▶ _Required task_:
Lay out all the rows below as a Markdown table with the columns "Row" and "Line," numbering each row and skipping blank ones. Leave the pictures out of the table.

▶ _Given records_:
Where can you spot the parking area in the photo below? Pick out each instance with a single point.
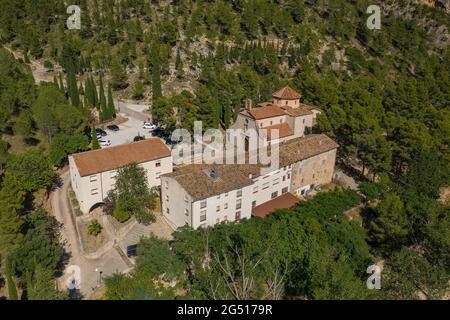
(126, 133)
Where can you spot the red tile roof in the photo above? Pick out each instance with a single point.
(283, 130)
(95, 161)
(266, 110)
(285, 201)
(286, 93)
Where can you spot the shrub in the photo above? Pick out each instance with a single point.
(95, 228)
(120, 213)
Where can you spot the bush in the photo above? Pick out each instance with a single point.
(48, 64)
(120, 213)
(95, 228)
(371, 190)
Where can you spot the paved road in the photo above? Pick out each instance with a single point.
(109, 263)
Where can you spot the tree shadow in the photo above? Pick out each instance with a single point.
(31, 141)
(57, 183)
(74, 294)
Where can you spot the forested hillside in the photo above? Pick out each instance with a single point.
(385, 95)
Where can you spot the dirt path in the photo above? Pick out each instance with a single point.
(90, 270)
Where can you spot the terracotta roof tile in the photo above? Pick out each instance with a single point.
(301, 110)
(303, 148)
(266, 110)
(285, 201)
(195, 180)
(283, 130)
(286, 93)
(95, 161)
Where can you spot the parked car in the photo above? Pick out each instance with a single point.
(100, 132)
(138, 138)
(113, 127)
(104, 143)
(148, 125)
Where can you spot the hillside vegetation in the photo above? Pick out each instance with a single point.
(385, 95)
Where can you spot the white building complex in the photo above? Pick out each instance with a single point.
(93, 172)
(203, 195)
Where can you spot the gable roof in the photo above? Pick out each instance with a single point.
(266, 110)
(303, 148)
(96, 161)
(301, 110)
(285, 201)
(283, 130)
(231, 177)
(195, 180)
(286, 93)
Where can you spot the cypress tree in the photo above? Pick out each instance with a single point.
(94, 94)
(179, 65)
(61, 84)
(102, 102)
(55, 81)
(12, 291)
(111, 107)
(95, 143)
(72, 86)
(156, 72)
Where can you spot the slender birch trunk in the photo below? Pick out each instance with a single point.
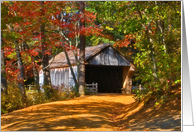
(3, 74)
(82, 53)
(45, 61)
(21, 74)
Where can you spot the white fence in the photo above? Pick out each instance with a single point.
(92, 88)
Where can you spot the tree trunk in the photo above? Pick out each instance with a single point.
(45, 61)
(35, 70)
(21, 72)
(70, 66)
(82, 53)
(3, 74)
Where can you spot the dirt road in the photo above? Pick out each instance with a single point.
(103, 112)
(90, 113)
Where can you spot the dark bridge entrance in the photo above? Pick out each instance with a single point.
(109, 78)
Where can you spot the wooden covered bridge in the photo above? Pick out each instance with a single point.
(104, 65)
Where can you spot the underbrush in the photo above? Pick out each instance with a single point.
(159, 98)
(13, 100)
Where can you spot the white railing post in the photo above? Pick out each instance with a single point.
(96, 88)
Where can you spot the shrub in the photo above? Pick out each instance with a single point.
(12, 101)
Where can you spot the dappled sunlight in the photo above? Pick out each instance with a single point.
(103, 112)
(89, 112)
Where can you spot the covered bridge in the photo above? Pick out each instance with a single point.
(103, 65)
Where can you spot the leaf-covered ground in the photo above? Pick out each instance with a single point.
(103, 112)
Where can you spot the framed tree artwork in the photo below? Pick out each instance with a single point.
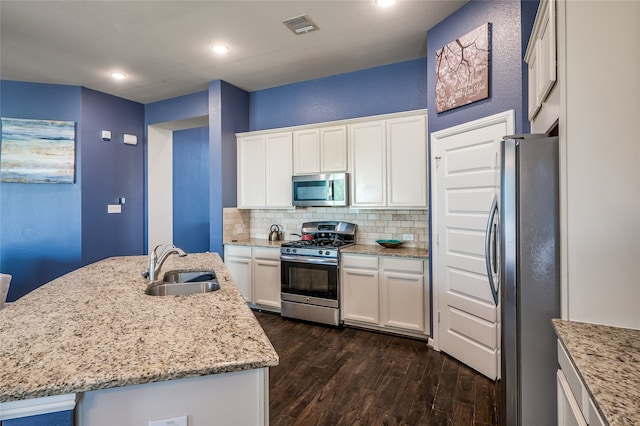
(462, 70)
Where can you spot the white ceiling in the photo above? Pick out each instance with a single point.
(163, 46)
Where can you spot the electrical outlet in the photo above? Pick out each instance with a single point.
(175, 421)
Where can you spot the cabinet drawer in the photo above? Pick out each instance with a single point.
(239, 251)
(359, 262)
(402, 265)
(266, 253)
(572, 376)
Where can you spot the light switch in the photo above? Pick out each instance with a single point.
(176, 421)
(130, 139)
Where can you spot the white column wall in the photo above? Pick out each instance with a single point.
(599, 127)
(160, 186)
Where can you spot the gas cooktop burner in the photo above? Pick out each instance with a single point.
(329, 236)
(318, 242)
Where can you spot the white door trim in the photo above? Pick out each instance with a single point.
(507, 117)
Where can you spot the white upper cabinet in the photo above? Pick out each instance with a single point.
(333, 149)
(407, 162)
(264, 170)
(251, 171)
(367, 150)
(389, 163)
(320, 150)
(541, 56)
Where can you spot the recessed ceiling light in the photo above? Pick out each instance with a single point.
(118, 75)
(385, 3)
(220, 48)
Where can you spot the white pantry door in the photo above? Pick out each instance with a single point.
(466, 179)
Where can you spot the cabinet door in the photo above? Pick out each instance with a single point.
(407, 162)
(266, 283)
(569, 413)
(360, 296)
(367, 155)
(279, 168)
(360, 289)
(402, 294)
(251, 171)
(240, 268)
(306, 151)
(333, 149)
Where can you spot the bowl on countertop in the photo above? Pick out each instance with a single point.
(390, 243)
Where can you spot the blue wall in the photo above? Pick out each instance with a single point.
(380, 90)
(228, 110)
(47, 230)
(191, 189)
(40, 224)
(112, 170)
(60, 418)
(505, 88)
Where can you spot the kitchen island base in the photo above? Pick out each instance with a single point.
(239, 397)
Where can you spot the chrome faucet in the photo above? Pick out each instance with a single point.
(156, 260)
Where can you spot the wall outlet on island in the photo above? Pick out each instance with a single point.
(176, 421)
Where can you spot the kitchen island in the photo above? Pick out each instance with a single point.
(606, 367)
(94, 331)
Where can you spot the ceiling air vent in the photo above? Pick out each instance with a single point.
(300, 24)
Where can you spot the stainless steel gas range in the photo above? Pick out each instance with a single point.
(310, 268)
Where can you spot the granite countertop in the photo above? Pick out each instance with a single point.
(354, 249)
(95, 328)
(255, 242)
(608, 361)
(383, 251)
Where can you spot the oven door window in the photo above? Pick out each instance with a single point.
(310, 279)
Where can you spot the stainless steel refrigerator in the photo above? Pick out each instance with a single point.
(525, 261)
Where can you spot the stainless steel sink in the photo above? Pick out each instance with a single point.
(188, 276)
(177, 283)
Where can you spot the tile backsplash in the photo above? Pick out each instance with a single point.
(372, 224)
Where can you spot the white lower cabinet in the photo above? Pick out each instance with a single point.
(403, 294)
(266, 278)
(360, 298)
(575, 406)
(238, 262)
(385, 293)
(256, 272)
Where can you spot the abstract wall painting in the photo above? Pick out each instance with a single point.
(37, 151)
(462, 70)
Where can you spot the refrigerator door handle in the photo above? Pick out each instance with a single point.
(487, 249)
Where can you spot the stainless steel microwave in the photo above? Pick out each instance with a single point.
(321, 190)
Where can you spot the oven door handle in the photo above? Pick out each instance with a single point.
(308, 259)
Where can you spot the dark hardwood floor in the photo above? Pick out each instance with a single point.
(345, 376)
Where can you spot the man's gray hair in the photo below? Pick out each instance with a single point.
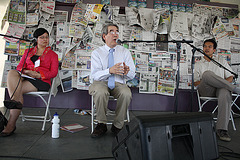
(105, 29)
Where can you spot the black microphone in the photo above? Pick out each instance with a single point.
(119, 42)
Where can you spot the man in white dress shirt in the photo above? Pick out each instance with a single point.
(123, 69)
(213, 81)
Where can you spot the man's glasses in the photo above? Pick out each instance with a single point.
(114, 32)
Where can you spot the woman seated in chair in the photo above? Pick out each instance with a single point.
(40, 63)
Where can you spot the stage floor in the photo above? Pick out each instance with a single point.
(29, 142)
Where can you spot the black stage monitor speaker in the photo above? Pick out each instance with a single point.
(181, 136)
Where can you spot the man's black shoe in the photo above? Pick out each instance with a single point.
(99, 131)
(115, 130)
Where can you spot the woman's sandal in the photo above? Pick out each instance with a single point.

▶ _Result_:
| Row | Line |
|---|---|
| 1 | Where can you spot the parking area in the photo below? Pick out each instance with a single point. |
| 2 | (126, 133) |
| 3 | Where can you spot the red tile roof in the photo above? Pick out each instance with a single point. |
| 4 | (283, 130) |
| 5 | (95, 161) |
| 6 | (266, 110) |
| 7 | (285, 201) |
| 8 | (286, 93) |
| 9 | Where can you spot the shrub in the photo above? Pick out each instance with a single point. |
| 10 | (95, 228) |
| 11 | (120, 213) |
| 12 | Where can you spot the bush in the photo above? Pick out each instance with a single point. |
| 13 | (48, 64) |
| 14 | (120, 213) |
| 15 | (95, 228) |
| 16 | (371, 190) |
| 17 | Where can you spot the paved road in the photo above? Pick out each instance with a single point. |
| 18 | (109, 263) |
| 19 | Where can you spot the tree shadow in the photo above? Pick out each instance with a single point. |
| 20 | (31, 141) |
| 21 | (57, 183) |
| 22 | (74, 294) |
| 23 | Where can you spot the forested hillside in the photo above? Pick out each instance with a single point. |
| 24 | (385, 95) |
| 25 | Where can you spot the dirt path in the photo above? Pick out each instance with a single point. |
| 26 | (90, 270) |
| 27 | Where can you spot the terracotta roof tile in the photo above? Pick out each instance with a single point. |
| 28 | (301, 110) |
| 29 | (303, 148) |
| 30 | (266, 110) |
| 31 | (285, 201) |
| 32 | (195, 180) |
| 33 | (283, 130) |
| 34 | (286, 93) |
| 35 | (95, 161) |
| 36 | Where can you spot the parked car in the photo above? Pick out each instance with a single point. |
| 37 | (100, 132) |
| 38 | (138, 138) |
| 39 | (113, 127) |
| 40 | (104, 143) |
| 41 | (148, 125) |
| 42 | Where can you spot the hillside vegetation in the photo above? Pick out each instance with a single point. |
| 43 | (385, 95) |
| 44 | Where can you spot the white building complex in the photo above? Pick out each instance with a single point. |
| 45 | (93, 172) |
| 46 | (203, 195) |
| 47 | Where can you spot the gable roof in the photo above? Pick out each instance with a single point. |
| 48 | (266, 110) |
| 49 | (303, 148) |
| 50 | (96, 161) |
| 51 | (301, 110) |
| 52 | (285, 201) |
| 53 | (283, 130) |
| 54 | (231, 177) |
| 55 | (195, 180) |
| 56 | (286, 93) |
| 57 | Where can you spot the cypress tree in the photo above? Pick out each instance with a single point. |
| 58 | (94, 94) |
| 59 | (179, 65) |
| 60 | (61, 84) |
| 61 | (102, 102) |
| 62 | (55, 81) |
| 63 | (12, 291) |
| 64 | (111, 107) |
| 65 | (95, 143) |
| 66 | (72, 86) |
| 67 | (156, 72) |
| 68 | Where can you spot the slender birch trunk in the photo below? Pick out each instance with a single point. |
| 69 | (3, 74) |
| 70 | (82, 53) |
| 71 | (45, 61) |
| 72 | (21, 74) |
| 73 | Where can you spot the white fence in the photo above? Pick out each instance with a single point. |
| 74 | (92, 88) |
| 75 | Where can you spot the tree trunk in the photo above? Pick out each instance with a single point. |
| 76 | (45, 61) |
| 77 | (35, 70) |
| 78 | (21, 72) |
| 79 | (70, 66) |
| 80 | (82, 53) |
| 81 | (3, 74) |
| 82 | Where can you spot the dirt road in the photo above? Pick out each instance with a single point. |
| 83 | (103, 112) |
| 84 | (90, 113) |
| 85 | Where can you spot the dark bridge entrance in the photo above? Pick out each instance with a single point. |
| 86 | (109, 78) |
| 87 | Where can you spot the wooden covered bridge in the photo above? Pick out each instance with a single point. |
| 88 | (104, 65) |
| 89 | Where can you spot the underbrush in the photo above? Pick out each instance with a single point. |
| 90 | (159, 98) |
| 91 | (13, 100) |
| 92 | Where can you spot the white railing post in the photo above? Pick out each instance with a single point. |
| 93 | (96, 88) |
| 94 | Where can you spot the shrub in the photo above? Pick out each instance with a single point. |
| 95 | (12, 101) |
| 96 | Where can you spot the dappled sunlight in the photo above? Pick out each instance with a single point. |
| 97 | (103, 112) |
| 98 | (89, 112) |
| 99 | Where can you spot the covered bridge in the photo above? Pick out each instance with a single point. |
| 100 | (103, 65) |
| 101 | Where can you spot the leaf-covered ground in the photo above? Pick out each instance with a single point. |
| 102 | (103, 112) |
| 103 | Where can you spot the framed tree artwork in the photo below? Pick out each instance with a single point. |
| 104 | (462, 70) |
| 105 | Where can you spot the white ceiling in the photo above? Pick out each instance with a single point. |
| 106 | (163, 46) |
| 107 | Where can you spot the electrical outlet in the photo above? Pick out each instance with a single point. |
| 108 | (175, 421) |
| 109 | Where can you spot the cabinet drawer in the photo above? Pick out each instance with a single point. |
| 110 | (239, 251) |
| 111 | (359, 262) |
| 112 | (402, 265) |
| 113 | (266, 253) |
| 114 | (572, 376) |
| 115 | Where can you spot the light switch in the photo above? Pick out each instance with a single point. |
| 116 | (176, 421) |
| 117 | (130, 139) |
| 118 | Where can you spot the white column wall in the photo above? Pick out each instance with a single point. |
| 119 | (599, 127) |
| 120 | (160, 186) |
| 121 | Where can you spot the gas cooktop burner in the photo above? Pick out each instance with a single point. |
| 122 | (329, 236) |
| 123 | (318, 242) |
| 124 | Where can you spot the white door trim in the photo above? Pick out each instance with a single point. |
| 125 | (507, 117) |
| 126 | Where can you spot the white upper cabinet in the photo above? Pick out each instance with a single point. |
| 127 | (333, 149) |
| 128 | (407, 162) |
| 129 | (264, 170) |
| 130 | (251, 171) |
| 131 | (367, 150) |
| 132 | (389, 163) |
| 133 | (320, 150) |
| 134 | (541, 56) |
| 135 | Where can you spot the recessed ceiling light in the photo above? Pick out each instance with a single point. |
| 136 | (118, 75) |
| 137 | (385, 3) |
| 138 | (220, 48) |
| 139 | Where can you spot the white pantry door in the photo above? Pick out each instance with a single point. |
| 140 | (466, 179) |
| 141 | Where can you spot the cabinet door in the photo above? Pick out each instance with a single point. |
| 142 | (407, 162) |
| 143 | (266, 283) |
| 144 | (569, 413) |
| 145 | (360, 296) |
| 146 | (367, 155) |
| 147 | (279, 168) |
| 148 | (360, 289) |
| 149 | (402, 294) |
| 150 | (251, 171) |
| 151 | (240, 268) |
| 152 | (306, 151) |
| 153 | (333, 149) |
| 154 | Where can you spot the bowl on countertop in the photo above? Pick out each instance with a single point. |
| 155 | (390, 243) |
| 156 | Where can you spot the blue wall in the photo above? Pick out each instance with a single point. |
| 157 | (380, 90) |
| 158 | (228, 110) |
| 159 | (47, 230) |
| 160 | (191, 189) |
| 161 | (40, 224) |
| 162 | (112, 170) |
| 163 | (60, 418) |
| 164 | (505, 88) |
| 165 | Where can you spot the kitchen island base in the photo above? Pick out each instance with a single point. |
| 166 | (239, 397) |
| 167 | Where can you spot the chrome faucet in the photo above? Pick out each instance with a single point. |
| 168 | (156, 260) |
| 169 | Where can you spot the wall outlet on island in the photo above? Pick out each instance with a single point. |
| 170 | (176, 421) |
| 171 | Where can you spot the kitchen island in the photo above? Pick out each instance with a single point. |
| 172 | (606, 367) |
| 173 | (94, 331) |
| 174 | Where can you spot the ceiling air vent in the photo above? Pick out each instance with a single point. |
| 175 | (300, 24) |
| 176 | Where can you spot the stainless steel gas range in the photo above? Pick out each instance with a single point. |
| 177 | (310, 268) |
| 178 | Where can you spot the granite countertop in the photo above? Pick out each instance with a single point. |
| 179 | (354, 249) |
| 180 | (95, 328) |
| 181 | (255, 242) |
| 182 | (608, 361) |
| 183 | (383, 251) |
| 184 | Where can you spot the oven door window in the photo above? Pick out each instance with a single point. |
| 185 | (310, 279) |
| 186 | Where can you spot the stainless steel refrigerator in the photo above? Pick out each instance with a single point. |
| 187 | (525, 261) |
| 188 | Where can you spot the stainless steel sink in the photo above? Pick out each instance with a single point. |
| 189 | (188, 276) |
| 190 | (177, 283) |
| 191 | Where can you spot the tile backsplash in the photo above? Pick out each instance with a single point. |
| 192 | (372, 224) |
| 193 | Where can you spot the white lower cabinet in the photo above? Pick out each instance with a single point. |
| 194 | (403, 294) |
| 195 | (266, 278) |
| 196 | (360, 298) |
| 197 | (575, 406) |
| 198 | (238, 262) |
| 199 | (385, 293) |
| 200 | (256, 272) |
| 201 | Where can you spot the abstract wall painting in the photo above? Pick out each instance with a single point. |
| 202 | (37, 151) |
| 203 | (462, 70) |
| 204 | Where can you spot the refrigerator door handle in the photo above? Pick out each instance with a single point. |
| 205 | (487, 249) |
| 206 | Where can you spot the stainless steel microwave in the photo above? Pick out each instance with a single point. |
| 207 | (321, 190) |
| 208 | Where can you spot the oven door handle in the photo above? Pick out each instance with a single point. |
| 209 | (308, 259) |
| 210 | Where can you spot the dark hardwood floor in the photo above? Pick out each instance with a single point. |
| 211 | (345, 376) |
| 212 | Where can you spot the man's gray hair in the photo below? Pick out each instance with a single point. |
| 213 | (105, 29) |
| 214 | Where can you spot the black microphone in the photo above? Pick out each instance with a single point. |
| 215 | (119, 42) |
| 216 | Where can you spot the man in white dress shirt in the photo above? Pick out each instance with a single point. |
| 217 | (123, 69) |
| 218 | (213, 81) |
| 219 | Where can you spot the man's glasses in the photo above? Pick out each instance with a single point. |
| 220 | (114, 32) |
| 221 | Where can you spot the woman seated in chair in the photo above? Pick out each instance with a single point. |
| 222 | (40, 63) |
| 223 | Where can you spot the stage floor in the photo above? Pick out each instance with a single point. |
| 224 | (29, 142) |
| 225 | Where can you spot the black stage monitor speaker in the photo above? Pick out each instance with a single point. |
| 226 | (181, 136) |
| 227 | Where can you spot the man's black shoe in the photo above? Pick out each instance with a single point. |
| 228 | (99, 131) |
| 229 | (115, 130) |
| 230 | Where can you spot the woman's sandal in the photo above? Pick out each instance with a single point. |